Plans to scrap VAT on e-books and digital newspapers have been fast tracked in an effort to support the publishing industry during the Covid-19 crisis, the chancellor said today.
In his Budget speech in March Rishi Sunak said all digital publications, including books, newspapers, magazines and academic journals, would be exempt from the tax from 1 December.
But the measures will now come into force tomorrow seven months ahead of schedule. The government hopes the move will make it easier for people to access e-books and other material during lockdown.
“We want to make it as easy as possible for people across the UK to get hold of the books they want whilst they are staying at home and saving lives,” Sunak said in a statement.
“That is why we have fast tracked plans to scrap VAT on all e-publications, which will make it cheaper for publishers to sell their books, magazines and newspapers.”
In addition, the government said it will spend up to £35m on newspaper advertising for its Covid-19 public health campaign over the next three months.
The additional spend, which will be split between local, regional and national papers, will come as a major boost to titles as they fight a sudden collapse in advertising revenue.
The government has previously said it expected publishers to pass on the VAT relief to consumers as they benefit from a boost in sales.
According to the Treasury’s estimates, the e-book of Hilary Mantel’s The Mirror and The Light could be over £2 cheaper, while the average tax annual saving on a typical e-newspaper or e-magazine subscription could be £25 or £20 respectively.
Ian Murray, executive editor of the Society of Editors, said the decision was a “great success for those who have been urging the government to take this step to support the newspaper industry”.

Task to complete:
From the article on VAT and e-publications, copy the passage from "In addition, the" up to and including "next three months.". The listing that comes next has no connection to the article on scrapping VAT on e-publications.

(Dataset records)
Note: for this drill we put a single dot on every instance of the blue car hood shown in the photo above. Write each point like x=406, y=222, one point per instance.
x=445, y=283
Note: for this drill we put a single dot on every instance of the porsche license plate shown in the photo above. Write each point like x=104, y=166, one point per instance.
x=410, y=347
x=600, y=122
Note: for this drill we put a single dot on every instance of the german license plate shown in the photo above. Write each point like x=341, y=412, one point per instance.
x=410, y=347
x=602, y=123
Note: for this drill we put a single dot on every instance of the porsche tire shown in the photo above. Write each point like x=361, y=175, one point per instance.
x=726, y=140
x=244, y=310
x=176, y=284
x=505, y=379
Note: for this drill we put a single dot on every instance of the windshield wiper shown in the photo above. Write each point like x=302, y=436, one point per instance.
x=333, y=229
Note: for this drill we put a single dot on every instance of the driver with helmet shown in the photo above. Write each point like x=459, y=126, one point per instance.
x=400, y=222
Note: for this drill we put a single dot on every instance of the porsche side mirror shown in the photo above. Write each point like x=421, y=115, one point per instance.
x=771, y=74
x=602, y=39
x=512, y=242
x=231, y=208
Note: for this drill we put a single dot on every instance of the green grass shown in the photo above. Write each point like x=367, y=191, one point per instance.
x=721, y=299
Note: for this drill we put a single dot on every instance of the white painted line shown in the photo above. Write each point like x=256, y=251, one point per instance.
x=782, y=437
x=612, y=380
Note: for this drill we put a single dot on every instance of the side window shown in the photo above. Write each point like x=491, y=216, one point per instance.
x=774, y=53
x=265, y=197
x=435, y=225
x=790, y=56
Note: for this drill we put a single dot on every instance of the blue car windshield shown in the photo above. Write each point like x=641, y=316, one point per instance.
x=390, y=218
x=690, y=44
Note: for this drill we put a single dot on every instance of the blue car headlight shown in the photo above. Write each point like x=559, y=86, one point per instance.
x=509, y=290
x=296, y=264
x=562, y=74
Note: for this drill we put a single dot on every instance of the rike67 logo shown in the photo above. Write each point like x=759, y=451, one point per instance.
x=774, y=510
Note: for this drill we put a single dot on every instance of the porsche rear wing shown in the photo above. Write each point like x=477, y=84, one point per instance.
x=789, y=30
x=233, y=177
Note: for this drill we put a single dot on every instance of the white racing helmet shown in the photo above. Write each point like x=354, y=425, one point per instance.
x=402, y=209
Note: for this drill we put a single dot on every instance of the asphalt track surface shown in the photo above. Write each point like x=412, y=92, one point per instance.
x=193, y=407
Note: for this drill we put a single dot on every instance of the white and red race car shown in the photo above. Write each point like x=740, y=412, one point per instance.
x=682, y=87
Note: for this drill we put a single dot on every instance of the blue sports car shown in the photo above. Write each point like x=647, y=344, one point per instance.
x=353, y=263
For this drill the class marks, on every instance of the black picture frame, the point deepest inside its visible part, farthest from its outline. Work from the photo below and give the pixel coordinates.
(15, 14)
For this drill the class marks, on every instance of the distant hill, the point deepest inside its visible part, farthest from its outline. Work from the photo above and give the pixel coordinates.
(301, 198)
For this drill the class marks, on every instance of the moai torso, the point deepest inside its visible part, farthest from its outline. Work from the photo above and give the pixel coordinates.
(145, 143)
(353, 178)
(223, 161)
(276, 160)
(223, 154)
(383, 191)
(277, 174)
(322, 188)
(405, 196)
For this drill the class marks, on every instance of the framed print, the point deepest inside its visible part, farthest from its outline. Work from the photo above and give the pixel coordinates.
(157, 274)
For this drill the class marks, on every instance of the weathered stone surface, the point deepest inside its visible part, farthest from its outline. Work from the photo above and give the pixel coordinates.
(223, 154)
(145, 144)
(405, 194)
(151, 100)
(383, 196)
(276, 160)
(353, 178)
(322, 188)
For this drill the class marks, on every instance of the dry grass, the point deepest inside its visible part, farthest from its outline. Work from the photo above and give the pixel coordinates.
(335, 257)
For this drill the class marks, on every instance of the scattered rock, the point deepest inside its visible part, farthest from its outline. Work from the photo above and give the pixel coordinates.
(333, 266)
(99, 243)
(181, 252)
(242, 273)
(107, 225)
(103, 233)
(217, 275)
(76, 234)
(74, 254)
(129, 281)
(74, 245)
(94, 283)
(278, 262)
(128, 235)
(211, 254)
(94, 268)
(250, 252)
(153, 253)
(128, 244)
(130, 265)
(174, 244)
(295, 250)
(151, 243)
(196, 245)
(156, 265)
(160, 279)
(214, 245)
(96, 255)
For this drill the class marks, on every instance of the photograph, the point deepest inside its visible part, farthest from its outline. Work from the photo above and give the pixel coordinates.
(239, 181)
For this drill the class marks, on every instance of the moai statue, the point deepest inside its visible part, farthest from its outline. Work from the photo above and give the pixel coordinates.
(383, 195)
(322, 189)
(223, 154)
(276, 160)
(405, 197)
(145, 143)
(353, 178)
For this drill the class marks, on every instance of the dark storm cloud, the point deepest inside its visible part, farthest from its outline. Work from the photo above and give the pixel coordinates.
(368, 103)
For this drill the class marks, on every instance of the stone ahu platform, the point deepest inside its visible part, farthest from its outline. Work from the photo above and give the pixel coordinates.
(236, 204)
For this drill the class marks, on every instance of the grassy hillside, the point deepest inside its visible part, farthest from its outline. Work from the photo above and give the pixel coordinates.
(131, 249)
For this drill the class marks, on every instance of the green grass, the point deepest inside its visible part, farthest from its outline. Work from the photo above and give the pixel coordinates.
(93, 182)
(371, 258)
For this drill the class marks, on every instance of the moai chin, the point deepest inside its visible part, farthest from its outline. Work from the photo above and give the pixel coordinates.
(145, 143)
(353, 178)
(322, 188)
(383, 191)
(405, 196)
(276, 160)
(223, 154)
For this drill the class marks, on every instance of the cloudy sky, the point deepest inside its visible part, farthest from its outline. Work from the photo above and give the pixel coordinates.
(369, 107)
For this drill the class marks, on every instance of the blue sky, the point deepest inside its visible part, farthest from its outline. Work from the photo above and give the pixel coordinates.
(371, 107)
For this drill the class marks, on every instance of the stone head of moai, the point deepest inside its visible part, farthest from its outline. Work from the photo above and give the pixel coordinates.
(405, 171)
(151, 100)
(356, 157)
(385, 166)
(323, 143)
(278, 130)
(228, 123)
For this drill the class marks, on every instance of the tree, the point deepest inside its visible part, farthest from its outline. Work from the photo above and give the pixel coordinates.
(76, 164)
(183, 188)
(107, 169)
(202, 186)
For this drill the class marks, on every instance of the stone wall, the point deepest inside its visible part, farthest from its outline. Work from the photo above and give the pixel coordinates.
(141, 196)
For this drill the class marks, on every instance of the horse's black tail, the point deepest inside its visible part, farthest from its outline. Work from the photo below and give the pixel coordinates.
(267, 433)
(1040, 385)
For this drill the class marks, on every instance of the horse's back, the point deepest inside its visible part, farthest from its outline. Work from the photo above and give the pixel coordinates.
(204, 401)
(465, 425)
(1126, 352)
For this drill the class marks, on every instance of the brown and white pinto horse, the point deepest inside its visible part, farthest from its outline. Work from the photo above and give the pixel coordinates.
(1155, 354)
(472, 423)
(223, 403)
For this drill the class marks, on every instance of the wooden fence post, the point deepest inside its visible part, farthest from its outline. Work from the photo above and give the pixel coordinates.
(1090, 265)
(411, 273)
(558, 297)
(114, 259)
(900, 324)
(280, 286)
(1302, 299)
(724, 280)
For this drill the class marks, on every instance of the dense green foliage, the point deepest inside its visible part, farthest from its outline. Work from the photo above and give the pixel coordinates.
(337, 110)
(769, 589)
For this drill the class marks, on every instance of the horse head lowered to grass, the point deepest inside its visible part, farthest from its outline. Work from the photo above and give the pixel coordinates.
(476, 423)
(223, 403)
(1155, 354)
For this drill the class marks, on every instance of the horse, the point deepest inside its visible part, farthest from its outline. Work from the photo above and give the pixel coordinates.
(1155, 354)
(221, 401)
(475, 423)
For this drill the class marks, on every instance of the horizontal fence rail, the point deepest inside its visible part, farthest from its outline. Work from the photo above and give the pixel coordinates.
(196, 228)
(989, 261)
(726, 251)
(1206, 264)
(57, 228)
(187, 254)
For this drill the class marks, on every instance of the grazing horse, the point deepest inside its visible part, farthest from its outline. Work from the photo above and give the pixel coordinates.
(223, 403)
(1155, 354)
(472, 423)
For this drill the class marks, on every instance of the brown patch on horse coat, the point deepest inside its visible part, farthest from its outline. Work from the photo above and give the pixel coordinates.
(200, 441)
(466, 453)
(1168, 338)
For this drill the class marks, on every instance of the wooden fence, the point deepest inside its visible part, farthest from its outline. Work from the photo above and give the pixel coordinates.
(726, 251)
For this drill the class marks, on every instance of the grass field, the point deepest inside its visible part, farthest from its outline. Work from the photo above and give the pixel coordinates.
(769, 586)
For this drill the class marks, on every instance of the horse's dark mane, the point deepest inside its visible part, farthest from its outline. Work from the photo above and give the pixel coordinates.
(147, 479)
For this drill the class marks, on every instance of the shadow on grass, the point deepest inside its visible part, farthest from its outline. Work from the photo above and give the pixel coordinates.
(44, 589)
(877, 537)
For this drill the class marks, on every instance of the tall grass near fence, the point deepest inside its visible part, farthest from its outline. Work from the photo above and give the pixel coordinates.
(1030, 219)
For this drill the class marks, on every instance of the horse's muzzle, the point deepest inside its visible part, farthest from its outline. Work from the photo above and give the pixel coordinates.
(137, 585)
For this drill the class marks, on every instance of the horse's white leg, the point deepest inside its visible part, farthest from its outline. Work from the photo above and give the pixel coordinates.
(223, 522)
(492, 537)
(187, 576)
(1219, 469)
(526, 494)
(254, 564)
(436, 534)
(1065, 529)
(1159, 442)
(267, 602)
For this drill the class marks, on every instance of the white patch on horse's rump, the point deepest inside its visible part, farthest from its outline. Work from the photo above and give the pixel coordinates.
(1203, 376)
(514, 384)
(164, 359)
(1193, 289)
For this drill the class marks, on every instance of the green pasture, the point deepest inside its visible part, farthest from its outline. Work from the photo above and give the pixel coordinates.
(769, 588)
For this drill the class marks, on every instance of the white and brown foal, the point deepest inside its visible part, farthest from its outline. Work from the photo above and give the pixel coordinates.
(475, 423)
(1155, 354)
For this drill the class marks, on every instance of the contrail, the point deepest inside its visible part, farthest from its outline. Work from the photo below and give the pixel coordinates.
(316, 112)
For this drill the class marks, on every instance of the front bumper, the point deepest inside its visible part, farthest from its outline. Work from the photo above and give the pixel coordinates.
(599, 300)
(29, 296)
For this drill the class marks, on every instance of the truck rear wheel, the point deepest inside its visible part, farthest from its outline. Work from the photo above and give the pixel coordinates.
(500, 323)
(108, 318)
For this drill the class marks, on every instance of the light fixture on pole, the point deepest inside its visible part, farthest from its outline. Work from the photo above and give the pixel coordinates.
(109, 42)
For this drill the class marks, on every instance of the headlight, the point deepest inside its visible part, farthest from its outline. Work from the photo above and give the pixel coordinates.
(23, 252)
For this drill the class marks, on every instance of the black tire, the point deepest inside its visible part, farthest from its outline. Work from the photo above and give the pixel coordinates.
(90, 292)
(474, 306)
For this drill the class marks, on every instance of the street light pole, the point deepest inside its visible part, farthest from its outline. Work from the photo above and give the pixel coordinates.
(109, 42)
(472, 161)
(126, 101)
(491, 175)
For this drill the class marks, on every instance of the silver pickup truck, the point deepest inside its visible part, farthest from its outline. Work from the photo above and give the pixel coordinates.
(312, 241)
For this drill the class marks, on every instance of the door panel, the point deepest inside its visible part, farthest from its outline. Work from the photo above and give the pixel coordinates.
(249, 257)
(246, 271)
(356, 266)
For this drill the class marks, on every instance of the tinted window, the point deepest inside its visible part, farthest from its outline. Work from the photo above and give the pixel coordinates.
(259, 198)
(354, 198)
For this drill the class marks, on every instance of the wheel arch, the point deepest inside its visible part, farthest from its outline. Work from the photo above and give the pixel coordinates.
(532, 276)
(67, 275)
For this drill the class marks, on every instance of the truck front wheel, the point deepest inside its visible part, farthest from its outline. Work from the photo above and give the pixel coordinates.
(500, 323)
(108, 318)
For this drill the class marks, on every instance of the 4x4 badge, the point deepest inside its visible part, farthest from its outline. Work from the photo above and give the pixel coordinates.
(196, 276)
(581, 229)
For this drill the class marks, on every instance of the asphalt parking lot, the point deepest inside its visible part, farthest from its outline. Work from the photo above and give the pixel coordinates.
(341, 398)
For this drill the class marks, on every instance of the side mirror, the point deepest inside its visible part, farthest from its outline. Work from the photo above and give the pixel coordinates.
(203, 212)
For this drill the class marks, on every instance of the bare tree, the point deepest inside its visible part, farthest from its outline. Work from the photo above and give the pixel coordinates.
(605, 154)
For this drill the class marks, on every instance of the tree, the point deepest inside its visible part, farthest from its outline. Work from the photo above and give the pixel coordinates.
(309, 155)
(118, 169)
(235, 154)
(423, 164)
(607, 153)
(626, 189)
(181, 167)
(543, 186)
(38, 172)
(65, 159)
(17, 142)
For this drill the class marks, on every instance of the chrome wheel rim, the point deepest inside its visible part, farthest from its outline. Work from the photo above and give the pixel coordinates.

Solution for this problem:
In addition, the government said it will spend up to £35m on newspaper advertising for its Covid-19 public health campaign over the next three months.